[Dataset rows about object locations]
☆ ☆ ☆ ☆ ☆ ☆ ☆

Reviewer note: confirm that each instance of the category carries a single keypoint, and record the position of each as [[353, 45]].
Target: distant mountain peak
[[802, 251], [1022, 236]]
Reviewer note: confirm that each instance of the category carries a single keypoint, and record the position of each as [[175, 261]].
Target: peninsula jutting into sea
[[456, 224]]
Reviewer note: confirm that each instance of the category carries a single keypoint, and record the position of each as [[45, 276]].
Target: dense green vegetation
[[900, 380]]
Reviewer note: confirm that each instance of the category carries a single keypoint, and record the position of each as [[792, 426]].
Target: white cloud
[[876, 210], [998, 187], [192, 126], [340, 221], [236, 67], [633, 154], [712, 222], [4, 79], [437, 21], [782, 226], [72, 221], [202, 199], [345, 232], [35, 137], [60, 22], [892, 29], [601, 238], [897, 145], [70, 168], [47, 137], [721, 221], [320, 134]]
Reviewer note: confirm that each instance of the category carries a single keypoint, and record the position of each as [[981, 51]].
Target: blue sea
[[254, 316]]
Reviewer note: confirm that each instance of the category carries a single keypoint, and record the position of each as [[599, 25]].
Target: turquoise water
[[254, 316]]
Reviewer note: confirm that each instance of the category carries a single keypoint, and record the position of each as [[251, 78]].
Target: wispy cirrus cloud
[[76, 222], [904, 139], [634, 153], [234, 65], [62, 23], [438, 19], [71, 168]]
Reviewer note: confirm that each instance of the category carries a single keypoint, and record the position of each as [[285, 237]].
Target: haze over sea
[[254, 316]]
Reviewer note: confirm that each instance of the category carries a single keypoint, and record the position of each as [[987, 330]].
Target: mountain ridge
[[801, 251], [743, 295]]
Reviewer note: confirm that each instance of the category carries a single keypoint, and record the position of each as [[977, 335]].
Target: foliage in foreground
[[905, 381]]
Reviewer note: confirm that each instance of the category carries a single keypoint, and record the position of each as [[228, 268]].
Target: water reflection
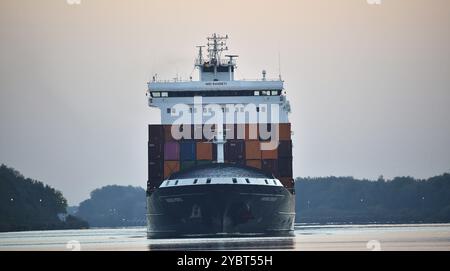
[[266, 243]]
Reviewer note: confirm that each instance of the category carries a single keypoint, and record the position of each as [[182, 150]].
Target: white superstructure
[[240, 101]]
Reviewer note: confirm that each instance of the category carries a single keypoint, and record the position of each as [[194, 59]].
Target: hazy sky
[[369, 85]]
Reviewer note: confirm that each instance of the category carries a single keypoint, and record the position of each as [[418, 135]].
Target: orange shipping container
[[285, 131], [254, 163], [171, 167], [252, 149], [251, 132], [204, 151]]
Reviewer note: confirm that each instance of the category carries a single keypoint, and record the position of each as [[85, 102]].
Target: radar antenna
[[216, 45]]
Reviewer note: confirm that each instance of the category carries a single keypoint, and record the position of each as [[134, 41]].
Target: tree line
[[349, 200], [27, 204]]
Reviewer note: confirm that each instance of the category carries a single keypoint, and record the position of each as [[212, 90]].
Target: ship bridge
[[217, 86]]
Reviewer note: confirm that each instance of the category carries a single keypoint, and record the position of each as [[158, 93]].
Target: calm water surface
[[307, 237]]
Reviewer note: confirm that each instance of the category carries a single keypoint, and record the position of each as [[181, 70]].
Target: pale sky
[[369, 85]]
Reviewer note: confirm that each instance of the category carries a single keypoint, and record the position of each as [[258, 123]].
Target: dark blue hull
[[220, 210]]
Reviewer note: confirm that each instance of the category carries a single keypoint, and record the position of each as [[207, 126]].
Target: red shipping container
[[252, 150], [172, 151], [254, 163], [171, 167]]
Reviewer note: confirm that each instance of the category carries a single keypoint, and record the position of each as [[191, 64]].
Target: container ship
[[220, 161]]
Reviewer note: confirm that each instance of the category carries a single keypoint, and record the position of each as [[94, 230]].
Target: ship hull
[[220, 210]]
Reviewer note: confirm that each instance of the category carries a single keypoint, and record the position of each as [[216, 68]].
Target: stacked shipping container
[[166, 155]]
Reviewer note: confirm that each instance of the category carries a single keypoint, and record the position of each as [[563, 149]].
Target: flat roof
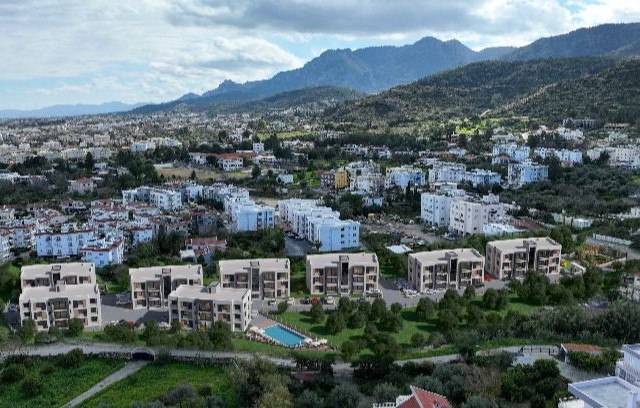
[[265, 264], [72, 268], [360, 258], [156, 272], [440, 256], [519, 244], [608, 392], [214, 293]]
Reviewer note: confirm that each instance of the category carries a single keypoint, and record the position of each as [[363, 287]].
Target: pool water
[[283, 335]]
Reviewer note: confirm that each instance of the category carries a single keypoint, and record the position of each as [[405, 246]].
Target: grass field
[[201, 174], [59, 385], [153, 381]]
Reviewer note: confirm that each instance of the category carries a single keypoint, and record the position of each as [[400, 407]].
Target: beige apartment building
[[455, 268], [56, 293], [512, 258], [267, 278], [150, 287], [201, 306], [342, 274]]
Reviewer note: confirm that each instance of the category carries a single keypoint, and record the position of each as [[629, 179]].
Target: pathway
[[130, 368]]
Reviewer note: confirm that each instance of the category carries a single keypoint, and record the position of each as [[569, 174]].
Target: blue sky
[[79, 51]]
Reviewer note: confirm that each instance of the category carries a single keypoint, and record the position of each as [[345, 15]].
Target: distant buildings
[[54, 294], [520, 174], [510, 259], [342, 274], [457, 269], [266, 278], [199, 307]]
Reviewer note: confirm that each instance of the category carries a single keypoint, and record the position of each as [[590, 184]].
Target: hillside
[[611, 95], [467, 91]]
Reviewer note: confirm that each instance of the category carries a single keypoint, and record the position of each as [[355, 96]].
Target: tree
[[317, 313], [76, 326], [27, 331], [426, 309]]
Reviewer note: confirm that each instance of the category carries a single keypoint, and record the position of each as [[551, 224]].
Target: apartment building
[[199, 307], [468, 216], [457, 269], [104, 251], [53, 294], [342, 274], [520, 174], [510, 259], [250, 216], [150, 287], [267, 278], [64, 242]]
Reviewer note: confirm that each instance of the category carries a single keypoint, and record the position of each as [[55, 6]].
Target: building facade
[[342, 274], [266, 278], [52, 295], [457, 269], [511, 259]]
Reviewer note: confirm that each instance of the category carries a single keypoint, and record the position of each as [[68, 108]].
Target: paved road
[[130, 368]]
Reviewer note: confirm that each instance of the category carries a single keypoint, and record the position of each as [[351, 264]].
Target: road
[[130, 368]]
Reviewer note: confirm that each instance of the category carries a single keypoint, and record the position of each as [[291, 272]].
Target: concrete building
[[104, 251], [64, 242], [150, 287], [468, 216], [199, 307], [520, 174], [54, 294], [457, 269], [266, 278], [512, 258], [249, 216], [342, 274]]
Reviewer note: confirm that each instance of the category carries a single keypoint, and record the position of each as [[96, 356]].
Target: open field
[[58, 385], [152, 381], [201, 174]]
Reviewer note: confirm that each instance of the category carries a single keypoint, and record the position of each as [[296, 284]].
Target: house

☆ ☆ ☆ ☆ ☆ ☆ ☆

TO BE DONE: Reproduce the rows between the lines holding "as [[792, 426]]." and "221], [320, 134]]", inclusive, substituting "pale cloud" for "white cloud" and keeping everything else unchanged.

FULL RESPONSE:
Reviewer note: confirm that each instance of the category carries a single keypoint, and record the position of each as [[792, 426]].
Target: pale cloud
[[876, 210], [998, 187], [192, 126], [340, 221], [236, 67], [633, 154], [712, 222], [4, 79], [437, 21], [782, 226], [72, 221], [202, 199], [345, 232], [35, 137], [60, 22], [892, 29], [601, 238], [897, 145], [70, 168], [47, 137], [721, 221], [320, 134]]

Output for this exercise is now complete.